Data section

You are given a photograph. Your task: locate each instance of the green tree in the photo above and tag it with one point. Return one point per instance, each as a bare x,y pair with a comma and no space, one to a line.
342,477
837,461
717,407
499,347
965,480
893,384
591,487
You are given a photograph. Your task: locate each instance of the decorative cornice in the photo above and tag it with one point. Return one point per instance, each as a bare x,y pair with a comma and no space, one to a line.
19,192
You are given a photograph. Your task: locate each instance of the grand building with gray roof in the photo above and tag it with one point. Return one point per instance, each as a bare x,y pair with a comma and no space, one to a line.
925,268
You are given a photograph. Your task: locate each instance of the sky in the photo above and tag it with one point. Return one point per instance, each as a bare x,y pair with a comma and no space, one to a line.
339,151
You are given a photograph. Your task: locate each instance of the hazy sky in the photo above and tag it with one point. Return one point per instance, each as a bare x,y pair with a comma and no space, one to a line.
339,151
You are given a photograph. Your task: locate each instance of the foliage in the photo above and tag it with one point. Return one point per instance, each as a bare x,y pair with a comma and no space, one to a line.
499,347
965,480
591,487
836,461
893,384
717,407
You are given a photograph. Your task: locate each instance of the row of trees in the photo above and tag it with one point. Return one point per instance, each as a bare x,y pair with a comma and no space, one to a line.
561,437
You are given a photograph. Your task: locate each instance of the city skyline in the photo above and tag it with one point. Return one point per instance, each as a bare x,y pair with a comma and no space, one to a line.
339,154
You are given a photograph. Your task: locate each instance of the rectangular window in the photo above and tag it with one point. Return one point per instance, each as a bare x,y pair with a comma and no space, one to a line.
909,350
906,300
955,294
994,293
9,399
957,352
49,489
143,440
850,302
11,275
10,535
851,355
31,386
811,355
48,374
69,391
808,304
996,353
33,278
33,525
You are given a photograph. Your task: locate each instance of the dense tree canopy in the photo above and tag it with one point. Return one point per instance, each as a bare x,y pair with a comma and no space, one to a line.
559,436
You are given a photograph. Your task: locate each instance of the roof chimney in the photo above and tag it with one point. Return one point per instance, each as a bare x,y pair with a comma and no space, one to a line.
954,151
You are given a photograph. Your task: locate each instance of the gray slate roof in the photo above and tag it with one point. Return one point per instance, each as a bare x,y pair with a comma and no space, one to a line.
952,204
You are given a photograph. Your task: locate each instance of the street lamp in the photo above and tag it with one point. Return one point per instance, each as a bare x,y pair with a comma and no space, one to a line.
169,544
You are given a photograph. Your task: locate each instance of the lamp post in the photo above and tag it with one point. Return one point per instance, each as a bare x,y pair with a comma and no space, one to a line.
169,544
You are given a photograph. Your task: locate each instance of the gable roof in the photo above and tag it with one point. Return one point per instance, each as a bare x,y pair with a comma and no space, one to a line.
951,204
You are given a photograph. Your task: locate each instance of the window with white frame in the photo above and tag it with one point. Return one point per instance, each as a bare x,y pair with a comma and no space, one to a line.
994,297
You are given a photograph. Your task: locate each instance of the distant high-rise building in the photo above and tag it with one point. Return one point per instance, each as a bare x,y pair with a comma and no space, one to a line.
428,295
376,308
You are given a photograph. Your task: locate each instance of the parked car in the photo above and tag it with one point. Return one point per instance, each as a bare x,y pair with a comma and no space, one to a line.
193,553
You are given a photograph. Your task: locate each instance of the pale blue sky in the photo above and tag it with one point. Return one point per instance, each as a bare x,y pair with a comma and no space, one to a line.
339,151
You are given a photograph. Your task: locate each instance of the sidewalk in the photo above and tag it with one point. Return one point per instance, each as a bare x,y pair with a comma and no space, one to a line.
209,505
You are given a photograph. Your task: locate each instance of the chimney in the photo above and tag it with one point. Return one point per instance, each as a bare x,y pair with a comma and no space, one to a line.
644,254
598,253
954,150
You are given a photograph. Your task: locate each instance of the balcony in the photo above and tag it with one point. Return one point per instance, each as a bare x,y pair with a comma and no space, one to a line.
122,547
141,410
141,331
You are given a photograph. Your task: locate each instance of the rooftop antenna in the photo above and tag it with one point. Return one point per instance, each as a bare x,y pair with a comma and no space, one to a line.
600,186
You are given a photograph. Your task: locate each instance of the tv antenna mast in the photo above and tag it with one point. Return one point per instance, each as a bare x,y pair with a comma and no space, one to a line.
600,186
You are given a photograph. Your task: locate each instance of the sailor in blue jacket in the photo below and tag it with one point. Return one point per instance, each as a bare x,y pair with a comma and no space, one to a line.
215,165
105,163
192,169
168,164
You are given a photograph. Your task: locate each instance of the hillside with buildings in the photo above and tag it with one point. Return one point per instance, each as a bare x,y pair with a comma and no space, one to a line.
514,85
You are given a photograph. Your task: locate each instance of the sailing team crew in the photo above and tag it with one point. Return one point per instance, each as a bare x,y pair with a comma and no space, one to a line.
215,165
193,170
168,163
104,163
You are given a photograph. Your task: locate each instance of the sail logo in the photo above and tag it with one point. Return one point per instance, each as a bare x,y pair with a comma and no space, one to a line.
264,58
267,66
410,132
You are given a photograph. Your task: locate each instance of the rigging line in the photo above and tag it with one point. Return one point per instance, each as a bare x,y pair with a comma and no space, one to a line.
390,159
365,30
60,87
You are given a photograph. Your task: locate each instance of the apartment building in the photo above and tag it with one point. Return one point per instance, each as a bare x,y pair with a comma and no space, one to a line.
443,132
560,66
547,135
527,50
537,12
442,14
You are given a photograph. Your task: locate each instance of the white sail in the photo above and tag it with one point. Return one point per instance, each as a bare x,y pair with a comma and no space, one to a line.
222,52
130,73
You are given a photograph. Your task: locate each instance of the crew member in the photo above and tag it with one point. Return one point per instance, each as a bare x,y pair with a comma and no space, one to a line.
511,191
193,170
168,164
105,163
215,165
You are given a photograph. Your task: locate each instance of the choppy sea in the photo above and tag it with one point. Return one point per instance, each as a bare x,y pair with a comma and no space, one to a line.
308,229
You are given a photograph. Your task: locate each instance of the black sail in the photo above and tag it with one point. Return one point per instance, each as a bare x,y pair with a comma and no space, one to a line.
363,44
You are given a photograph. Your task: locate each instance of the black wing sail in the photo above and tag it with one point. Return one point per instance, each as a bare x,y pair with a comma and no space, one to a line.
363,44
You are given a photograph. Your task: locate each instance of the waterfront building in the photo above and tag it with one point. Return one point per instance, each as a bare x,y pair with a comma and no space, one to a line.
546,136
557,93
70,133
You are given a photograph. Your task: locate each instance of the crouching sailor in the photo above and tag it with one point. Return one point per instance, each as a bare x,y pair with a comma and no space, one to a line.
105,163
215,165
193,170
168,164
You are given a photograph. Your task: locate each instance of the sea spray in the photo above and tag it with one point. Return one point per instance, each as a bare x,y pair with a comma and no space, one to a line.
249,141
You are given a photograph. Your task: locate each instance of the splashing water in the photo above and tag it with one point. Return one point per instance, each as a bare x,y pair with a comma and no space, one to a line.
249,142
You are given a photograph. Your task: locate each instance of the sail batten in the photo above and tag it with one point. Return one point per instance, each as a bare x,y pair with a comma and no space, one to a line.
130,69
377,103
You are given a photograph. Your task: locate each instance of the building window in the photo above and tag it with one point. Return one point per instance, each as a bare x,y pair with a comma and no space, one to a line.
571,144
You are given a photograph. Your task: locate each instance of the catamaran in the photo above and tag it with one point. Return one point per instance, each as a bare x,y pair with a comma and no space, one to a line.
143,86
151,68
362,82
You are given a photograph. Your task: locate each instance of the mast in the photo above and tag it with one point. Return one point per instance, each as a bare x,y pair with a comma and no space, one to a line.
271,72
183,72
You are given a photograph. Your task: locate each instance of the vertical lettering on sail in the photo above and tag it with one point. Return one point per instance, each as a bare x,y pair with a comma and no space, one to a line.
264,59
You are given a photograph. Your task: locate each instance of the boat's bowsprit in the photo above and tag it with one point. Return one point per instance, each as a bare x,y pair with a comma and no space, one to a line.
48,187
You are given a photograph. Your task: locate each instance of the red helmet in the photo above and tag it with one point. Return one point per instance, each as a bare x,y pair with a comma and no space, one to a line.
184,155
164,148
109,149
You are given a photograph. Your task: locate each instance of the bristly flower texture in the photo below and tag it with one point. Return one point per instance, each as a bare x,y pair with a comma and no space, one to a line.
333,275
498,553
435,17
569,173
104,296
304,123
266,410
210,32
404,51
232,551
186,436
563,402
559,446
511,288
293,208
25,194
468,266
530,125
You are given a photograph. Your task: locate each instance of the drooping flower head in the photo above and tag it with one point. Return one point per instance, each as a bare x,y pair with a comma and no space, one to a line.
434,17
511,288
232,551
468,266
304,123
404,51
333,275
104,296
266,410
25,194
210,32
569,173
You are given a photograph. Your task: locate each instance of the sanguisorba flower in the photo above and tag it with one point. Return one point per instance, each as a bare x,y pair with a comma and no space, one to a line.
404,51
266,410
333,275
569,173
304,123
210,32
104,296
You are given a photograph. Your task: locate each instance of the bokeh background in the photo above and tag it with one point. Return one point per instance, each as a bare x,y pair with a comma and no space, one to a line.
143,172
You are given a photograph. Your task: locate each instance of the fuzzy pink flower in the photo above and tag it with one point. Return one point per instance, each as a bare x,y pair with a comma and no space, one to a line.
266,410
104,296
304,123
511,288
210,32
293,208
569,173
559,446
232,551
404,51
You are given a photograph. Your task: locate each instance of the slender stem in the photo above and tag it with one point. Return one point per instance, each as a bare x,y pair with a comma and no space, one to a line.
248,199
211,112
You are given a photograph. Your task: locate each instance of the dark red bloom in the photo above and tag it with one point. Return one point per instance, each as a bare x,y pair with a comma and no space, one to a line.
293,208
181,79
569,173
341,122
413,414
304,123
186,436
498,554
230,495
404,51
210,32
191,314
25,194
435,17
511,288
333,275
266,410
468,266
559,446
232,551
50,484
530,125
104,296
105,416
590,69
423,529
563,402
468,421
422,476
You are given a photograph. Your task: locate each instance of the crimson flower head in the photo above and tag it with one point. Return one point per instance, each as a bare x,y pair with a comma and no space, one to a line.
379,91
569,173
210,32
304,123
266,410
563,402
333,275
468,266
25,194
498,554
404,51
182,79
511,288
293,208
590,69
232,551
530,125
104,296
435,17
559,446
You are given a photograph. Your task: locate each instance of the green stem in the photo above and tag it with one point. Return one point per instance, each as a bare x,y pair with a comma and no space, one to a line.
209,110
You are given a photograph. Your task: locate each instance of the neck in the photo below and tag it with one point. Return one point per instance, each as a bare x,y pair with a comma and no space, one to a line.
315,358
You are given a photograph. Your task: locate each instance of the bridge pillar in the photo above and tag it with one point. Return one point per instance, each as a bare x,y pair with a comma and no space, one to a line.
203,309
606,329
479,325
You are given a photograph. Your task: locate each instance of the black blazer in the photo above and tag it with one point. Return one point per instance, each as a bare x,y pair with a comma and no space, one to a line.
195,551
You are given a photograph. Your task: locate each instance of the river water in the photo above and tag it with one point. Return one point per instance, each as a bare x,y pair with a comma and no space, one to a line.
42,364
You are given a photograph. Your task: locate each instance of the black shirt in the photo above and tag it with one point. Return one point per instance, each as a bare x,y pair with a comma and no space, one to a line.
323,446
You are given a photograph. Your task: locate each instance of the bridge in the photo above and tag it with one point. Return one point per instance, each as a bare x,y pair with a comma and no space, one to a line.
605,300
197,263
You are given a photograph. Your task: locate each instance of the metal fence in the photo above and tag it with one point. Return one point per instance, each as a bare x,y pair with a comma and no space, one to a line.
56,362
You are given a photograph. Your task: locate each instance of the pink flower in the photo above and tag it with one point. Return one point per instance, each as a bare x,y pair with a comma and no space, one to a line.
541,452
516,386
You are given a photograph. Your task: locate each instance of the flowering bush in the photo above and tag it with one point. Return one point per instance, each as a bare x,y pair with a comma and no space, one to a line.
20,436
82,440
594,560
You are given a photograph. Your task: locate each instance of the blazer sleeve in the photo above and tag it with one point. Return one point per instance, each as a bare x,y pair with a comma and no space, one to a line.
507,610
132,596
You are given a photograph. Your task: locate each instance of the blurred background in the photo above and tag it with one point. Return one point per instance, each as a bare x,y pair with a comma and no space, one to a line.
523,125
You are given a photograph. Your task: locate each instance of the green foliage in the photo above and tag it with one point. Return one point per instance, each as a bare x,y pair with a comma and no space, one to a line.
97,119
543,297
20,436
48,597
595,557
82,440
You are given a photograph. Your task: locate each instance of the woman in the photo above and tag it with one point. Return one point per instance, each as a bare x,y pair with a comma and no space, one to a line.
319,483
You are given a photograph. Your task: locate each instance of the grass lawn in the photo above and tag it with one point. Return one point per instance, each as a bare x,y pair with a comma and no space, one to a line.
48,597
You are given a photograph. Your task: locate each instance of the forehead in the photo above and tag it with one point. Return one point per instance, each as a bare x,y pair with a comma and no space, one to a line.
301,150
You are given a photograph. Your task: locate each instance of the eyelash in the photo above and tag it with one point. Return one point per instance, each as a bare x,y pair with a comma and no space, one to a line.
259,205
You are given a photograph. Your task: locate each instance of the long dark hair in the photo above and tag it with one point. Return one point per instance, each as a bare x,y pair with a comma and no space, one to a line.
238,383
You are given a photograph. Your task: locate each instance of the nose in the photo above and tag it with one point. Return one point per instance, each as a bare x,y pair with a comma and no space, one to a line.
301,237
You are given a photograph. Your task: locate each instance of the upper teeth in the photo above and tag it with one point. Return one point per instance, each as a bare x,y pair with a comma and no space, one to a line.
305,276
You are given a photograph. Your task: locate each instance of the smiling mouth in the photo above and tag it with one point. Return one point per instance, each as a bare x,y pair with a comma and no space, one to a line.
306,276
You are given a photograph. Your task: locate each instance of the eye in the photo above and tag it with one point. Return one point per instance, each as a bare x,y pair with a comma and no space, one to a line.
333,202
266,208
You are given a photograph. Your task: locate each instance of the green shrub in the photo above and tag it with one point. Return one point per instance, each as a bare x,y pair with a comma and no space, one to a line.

What you will do
What needs duplicating is the run of lines from the one containing "of the eye in" through the last line of the entries above, exact and complete.

Solution for this task
You are given a photograph. Your task: locate each instance of the eye in the photo above and tag it with one point. Return one point per instance, each as a bare x,y pair with a comma and no space, one to a line.
333,202
266,208
You are given a photograph. Your task: locate each instance of the green shrub in the photo above and tag it with one point. Return one point per instance, each as a bare x,y pair with a comma and no space, one to a line.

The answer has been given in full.